> MATERIALS PROVIDED:
* * * * * * * * *

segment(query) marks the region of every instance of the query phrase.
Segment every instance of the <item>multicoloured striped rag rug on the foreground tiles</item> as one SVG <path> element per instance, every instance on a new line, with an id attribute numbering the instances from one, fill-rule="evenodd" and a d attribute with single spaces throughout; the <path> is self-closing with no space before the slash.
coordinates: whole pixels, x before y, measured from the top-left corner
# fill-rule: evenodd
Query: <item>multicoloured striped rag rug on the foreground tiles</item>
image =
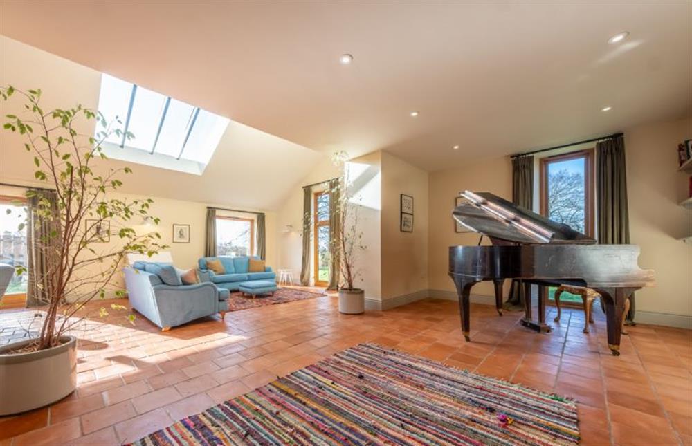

* * * * * * * * *

> EXERCISE:
Copy only the lines running from the one that holds "Query: <item>multicoloured striped" through the last line of the data, and include both of those lines. Do not copy any pictures.

> EXERCISE RESPONSE:
Query: <item>multicoloured striped rag rug on the foreground tiles</item>
image =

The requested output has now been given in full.